■ REQUEST A
Repeat word for word the part of the page on OPEnvSpec and LazyLoader starting with "backend: Package manager" and going on through "on first access.".

■ TEXT PASSAGE

....

Implementation:Datajuicer Data juicer OPEnvSpec And LazyLoader
| Knowledge Sources | |
|---|---|
| Domains | Data_Engineering, DevOps |
| Last Updated | 2026-02-14 17:00 GMT |
Overview
Concrete tools for managing operator dependencies via lazy loading and isolated environments provided by the Data-Juicer framework.
Description
OPEnvSpec defines per-operator environment specifications including pip package requirements, environment variables, and working directory. It is used by the OPEnvManager to create isolated uv-based virtual environments for each operator in Ray distributed mode.
LazyLoader provides deferred module imports that delay actual import until first attribute access. If the module is not installed, it can auto-install it via pip or uv.
Usage
Set _requirements class attribute on operators for Ray isolated environments. Use LazyLoader for expensive or optional imports in operator files.
Code Reference
Source Location
- Repository: data-juicer
- File: data_juicer/ops/op_env.py (OPEnvSpec), data_juicer/utils/lazy_loader.py (LazyLoader)
- Lines: op_env.py:L129-159, lazy_loader.py:L41-469
Signature
class OPEnvSpec:
def __init__(
self,
pip_pkgs=None,
env_vars=None,
working_dir=None,
backend='uv',
**kwargs
):
"""
Args:
pip_pkgs: List of pip requirements (e.g. ['torch>=2.0']).
env_vars: Dict of environment variables.
working_dir: Working directory for the operator.
backend: Package manager ('uv' or 'pip').
"""
class LazyLoader:
def __init__(self, module_name: str):
"""
Create a lazy module proxy.
Args:
module_name: Module to import on first access.
"""
Import
from data_juicer.ops.op_env import OPEnvSpec
from data_juicer.utils.lazy_loader import LazyLoader
I/O Contract
Inputs
| Name | Type | Required | Description |
|---|---|---|---|
| pip_pkgs | List[str] | No | Pip requirement strings |
| module_name | str | Yes (LazyLoader) | Python module name to lazy-import |
Outputs
| Name | Type | Description |
|---|---|---|
| env_spec | OPEnvSpec | Environment specification for Ray isolated env |
| module_proxy | LazyLoader | Proxy that imports module on first use |
Usage Examples
LazyLoader Usage
from data_juicer.utils.lazy_loader import LazyLoader
# Deferred import - does not actually import torch
torch = LazyLoader('torch')

....

■ INPUT
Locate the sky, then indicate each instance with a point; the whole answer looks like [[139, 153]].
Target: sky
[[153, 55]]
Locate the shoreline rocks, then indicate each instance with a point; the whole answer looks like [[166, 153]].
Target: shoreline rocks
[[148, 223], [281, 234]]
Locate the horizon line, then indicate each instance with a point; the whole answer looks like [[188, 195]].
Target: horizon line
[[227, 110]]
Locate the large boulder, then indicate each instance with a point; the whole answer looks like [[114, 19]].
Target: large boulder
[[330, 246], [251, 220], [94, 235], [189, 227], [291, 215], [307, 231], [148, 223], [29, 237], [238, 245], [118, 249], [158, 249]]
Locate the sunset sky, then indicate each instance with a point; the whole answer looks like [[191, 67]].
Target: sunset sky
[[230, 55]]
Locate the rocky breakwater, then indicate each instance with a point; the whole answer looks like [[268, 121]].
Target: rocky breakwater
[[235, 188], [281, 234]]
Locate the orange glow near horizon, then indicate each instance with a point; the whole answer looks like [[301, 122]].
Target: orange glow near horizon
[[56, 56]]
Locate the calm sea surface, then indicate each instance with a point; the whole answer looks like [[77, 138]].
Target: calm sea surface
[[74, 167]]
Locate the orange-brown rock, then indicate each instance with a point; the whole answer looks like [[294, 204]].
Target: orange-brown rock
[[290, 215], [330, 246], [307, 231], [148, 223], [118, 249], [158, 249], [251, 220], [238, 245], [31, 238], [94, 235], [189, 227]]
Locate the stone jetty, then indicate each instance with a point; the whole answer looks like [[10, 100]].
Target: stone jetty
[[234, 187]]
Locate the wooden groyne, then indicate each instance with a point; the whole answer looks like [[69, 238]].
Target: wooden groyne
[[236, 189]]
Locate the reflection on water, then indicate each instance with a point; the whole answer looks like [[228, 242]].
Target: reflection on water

....

■ REQUEST B
Copy out the rows again, starting with the first line of the rows and going on through the line with "[[227, 110]]", and move each coordinate in the answers up by 146. Keep all other lines as they are, and give only these lines.

■ COMPLETE RESPONSE A
backend: Package manager ('uv' or 'pip').
"""
class LazyLoader:
def __init__(self, module_name: str):
"""
Create a lazy module proxy.
Args:
module_name: Module to import on first access.

■ COMPLETE RESPONSE B
Locate the sky, then indicate each instance with a point; the whole answer looks like [[139, 153]].
Target: sky
[[299, 201]]
Locate the shoreline rocks, then indicate each instance with a point; the whole answer looks like [[166, 153]].
Target: shoreline rocks
[[294, 369], [427, 380]]
Locate the horizon line, then indicate each instance with a point; the whole answer looks like [[188, 195]].
Target: horizon line
[[373, 256]]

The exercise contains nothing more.